** Exercises to complete **
• 1. Output the part of the post-manifest passage that runs from "Pismo is a RubyGem" down to "Markdown is great.", copied word for word.
• 2. Answer these questions using the post-manifest passage:
(a) Which file format does the writer pick for storing the data?
(b) What kind of software package is Pismo?
(c) Which color value appears for the "Being with Anger" entry?
• 3. Write the next part of the post-manifest passage, picking up after its final sentence.

#### Text segment

I’m going to use YAML as our file format to store this data (which is the same format we use in our Markdown files to specify details about the posts, incidentally). Here’s an example of what I think our manifest.yml might look like:

---
- title: Unburying the Lede
  url: https://cheerskevin.com/unburying-the-lede
  image: https://cheerskevin.com/lead-images/html-example.jpg
  color: rgb(65,64,65)
  lede:
    In the last post, we found a way to create static pages...
- title: Being with Anger
  url: https://cheerskevin.com/being-with-anger.html
  image: https://cheerskevin.com/lead-images/meditation.jpg
  color: rgb(92,101,72)
  lede:
    Every so often – perhaps a few times a week – I suck in my lower lip

So, we need to get the title, the url, the image url, the theme color (I feel like we might want to use this, so I’m adding it here), and some initial text of the post. That feels like it ought to be difficult, but we’re going to cheat a little bit: we’re going to use Pismo.

What is Pismo?

Pismo is a RubyGem that does some pretty clever extraction of information from webpages. So far on the blog, we’ve talked HTML, CSS, JavaScript and Bash, so I’m not particularly eager to add Ruby to the mix. Fortunately, Pismo has a command-line interface, so we can use good ol’ Bash. Let’s test it out:

$ pismo https://cheerskevin.com/lets-start-reacting title lede url
---
:url: https://cheerskevin.com/lets-start-reacting
:title: Lets Start Reacting
:lede: Okay, so I said before that I wanted to start using React to build pages. Why bring in another language instead of continuing to write stuff in Markdown? Good question! First off, Markdown is great.

########
#### Stored rows

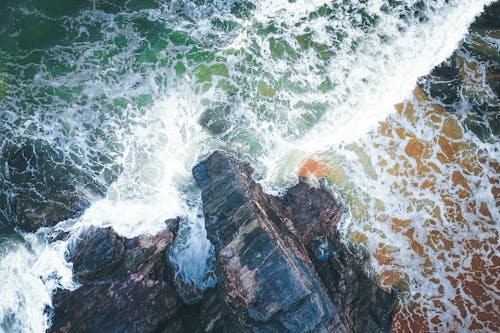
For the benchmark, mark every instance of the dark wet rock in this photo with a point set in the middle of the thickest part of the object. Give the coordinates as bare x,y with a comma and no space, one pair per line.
443,83
365,306
265,278
126,285
489,18
216,120
282,266
97,254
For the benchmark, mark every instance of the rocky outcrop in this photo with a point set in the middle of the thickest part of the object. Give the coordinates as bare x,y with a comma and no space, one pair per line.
313,213
281,265
126,285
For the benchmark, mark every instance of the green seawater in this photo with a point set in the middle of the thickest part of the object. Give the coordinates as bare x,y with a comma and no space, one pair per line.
105,106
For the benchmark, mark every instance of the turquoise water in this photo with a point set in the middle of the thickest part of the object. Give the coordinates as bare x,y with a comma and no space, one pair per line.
105,106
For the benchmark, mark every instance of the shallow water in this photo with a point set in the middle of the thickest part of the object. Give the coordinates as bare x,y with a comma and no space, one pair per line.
101,104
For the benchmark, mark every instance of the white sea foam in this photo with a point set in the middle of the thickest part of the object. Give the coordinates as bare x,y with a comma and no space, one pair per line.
371,68
31,270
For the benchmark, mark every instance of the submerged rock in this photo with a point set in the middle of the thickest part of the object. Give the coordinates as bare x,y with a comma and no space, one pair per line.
280,263
268,280
216,120
126,285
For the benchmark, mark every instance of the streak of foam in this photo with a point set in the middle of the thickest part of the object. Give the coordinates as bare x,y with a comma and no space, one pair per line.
31,270
124,112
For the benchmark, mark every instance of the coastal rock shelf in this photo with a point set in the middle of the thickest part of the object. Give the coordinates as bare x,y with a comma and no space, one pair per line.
280,263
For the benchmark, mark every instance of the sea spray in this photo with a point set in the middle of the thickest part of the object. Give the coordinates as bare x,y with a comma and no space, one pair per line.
119,89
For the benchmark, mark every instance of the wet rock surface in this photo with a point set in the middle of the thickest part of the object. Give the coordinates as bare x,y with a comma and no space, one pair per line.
126,285
282,266
280,263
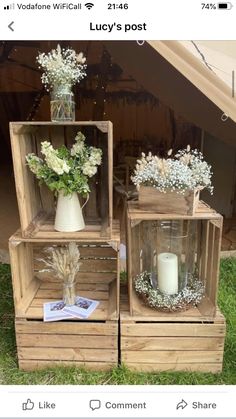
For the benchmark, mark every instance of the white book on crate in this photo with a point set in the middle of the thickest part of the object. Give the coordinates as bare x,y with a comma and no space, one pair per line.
83,307
53,311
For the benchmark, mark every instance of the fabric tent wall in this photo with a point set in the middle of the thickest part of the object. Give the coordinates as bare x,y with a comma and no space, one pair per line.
162,79
223,159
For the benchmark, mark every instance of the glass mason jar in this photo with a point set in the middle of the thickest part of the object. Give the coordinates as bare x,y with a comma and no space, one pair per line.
69,293
62,103
168,253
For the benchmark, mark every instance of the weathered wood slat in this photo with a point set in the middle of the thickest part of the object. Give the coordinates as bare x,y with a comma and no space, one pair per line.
68,354
26,138
172,356
66,341
66,328
171,343
172,330
29,365
187,367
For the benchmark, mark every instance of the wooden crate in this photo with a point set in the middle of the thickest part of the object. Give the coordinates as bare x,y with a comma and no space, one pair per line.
37,204
89,344
206,256
98,277
151,199
170,344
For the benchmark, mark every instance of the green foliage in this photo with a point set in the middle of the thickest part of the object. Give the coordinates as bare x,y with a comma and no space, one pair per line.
66,170
9,373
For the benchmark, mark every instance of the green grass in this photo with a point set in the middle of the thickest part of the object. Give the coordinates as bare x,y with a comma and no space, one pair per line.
9,373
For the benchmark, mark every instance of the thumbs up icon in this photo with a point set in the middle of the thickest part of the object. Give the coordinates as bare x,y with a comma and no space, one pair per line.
29,405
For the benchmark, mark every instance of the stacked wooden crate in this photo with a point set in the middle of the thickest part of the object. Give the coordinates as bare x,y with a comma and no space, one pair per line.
191,340
93,342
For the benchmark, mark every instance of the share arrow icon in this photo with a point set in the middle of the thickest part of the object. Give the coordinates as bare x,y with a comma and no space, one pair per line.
10,26
182,405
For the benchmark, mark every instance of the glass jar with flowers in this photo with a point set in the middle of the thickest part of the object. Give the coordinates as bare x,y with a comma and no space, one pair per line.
66,172
64,263
63,68
172,185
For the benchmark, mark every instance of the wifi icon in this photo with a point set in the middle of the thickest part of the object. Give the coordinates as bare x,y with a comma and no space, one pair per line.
89,5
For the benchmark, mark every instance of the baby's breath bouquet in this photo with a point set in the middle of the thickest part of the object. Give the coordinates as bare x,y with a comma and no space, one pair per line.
186,171
62,69
61,66
66,170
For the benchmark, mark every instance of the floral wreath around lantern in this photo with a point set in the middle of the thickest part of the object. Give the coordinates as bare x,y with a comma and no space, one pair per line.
190,296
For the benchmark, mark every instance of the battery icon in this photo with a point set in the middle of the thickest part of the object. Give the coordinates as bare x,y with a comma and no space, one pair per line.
225,6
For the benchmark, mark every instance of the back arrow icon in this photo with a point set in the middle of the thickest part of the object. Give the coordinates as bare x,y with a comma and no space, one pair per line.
10,26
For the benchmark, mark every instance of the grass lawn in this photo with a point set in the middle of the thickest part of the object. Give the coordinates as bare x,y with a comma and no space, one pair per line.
9,373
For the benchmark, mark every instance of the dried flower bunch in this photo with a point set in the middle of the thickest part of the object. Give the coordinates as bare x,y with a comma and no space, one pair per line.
186,171
66,170
189,296
61,66
64,263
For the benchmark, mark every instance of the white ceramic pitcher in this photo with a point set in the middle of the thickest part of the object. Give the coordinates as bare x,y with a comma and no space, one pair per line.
69,216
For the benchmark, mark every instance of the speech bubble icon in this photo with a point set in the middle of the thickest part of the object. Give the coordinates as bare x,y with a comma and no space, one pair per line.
95,404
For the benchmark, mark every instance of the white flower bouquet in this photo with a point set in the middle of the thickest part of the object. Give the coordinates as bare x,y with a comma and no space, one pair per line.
62,69
186,171
66,170
61,66
172,185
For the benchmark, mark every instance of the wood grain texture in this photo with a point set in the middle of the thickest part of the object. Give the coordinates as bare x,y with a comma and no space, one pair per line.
34,200
98,278
71,343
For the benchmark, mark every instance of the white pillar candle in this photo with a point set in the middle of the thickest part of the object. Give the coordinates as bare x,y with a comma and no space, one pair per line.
168,273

########

** Outputs in order **
• 1.
Pismo is a RubyGem that does some pretty clever extraction of information from webpages. So far on the blog, we’ve talked HTML, CSS, JavaScript and Bash, so I’m not particularly eager to add Ruby to the mix. Fortunately, Pismo has a command-line interface, so we can use good ol’ Bash. Let’s test it out:

$ pismo https://cheerskevin.com/lets-start-reacting title lede url
---
:url: https://cheerskevin.com/lets-start-reacting
:title: Lets Start Reacting
:lede: Okay, so I said before that I wanted to start using React to build pages. Why bring in another language instead of continuing to write stuff in Markdown? Good question! First off, Markdown is great.

• 2.
(a) YAML
(b) A RubyGem
(c) rgb(92,101,72)

• 3.
Nice! It extracted the actual text, rather than the actual HTML markup! There are some leading :s on the keys that I don’t like that exist for Ruby reasons we’re not gonna go into, and there’s some tidying we need to do to make it match our output, but we can apply some command line magic to clean that up:

$ pismo https://cheerskevin.com/lets-start-reacting title lede url | awk '!/---/' | sed 's/^://; s/^/  /; s/lede:/lede:\n   /'
  url: https://cheerskevin.com/lets-start-reacting
  title: Lets Start Reacting
  lede:
    Okay, so I said before that I wanted to start using React to build pages. Why bring in another language instead of continuing to write stuff in Markdown? Good question! First off, Markdown is great.

Okay, to be fair, that’s some messy Bash. First, we use awk to say “skip the — line”. Then we’re doing three different find-and-replaces with sed. First, we replace “:" with nothing. Then, we replace "" with two spaces. Finally, we replace "lede:" with "lede: ". It's a little messy, but it works!

We’re missing the image and color keys from our output, however. It’s time to roll up our sleeves and build our own crawler.

Rolling our own stuff

Pismo did the hard work; now we’re just going to have to do some naive pattern-matching. We’ll say that the Pismo output will be the second-half of our record, which means we need to generate the first part ourselves:

- image: https://cheerskevin.com/lead-images/html-example.jpg
  color: rgb(65,64,65)

The key order doesn’t matter in our record, so we can put the starting - on the image, and just throw the Pismo output underneath. So let’s work on actually getting that output!

We need to start with curl, which will get all of our HTML content. We’ll pass it the -s flag to make sure it doesn’t print out any extra stuff.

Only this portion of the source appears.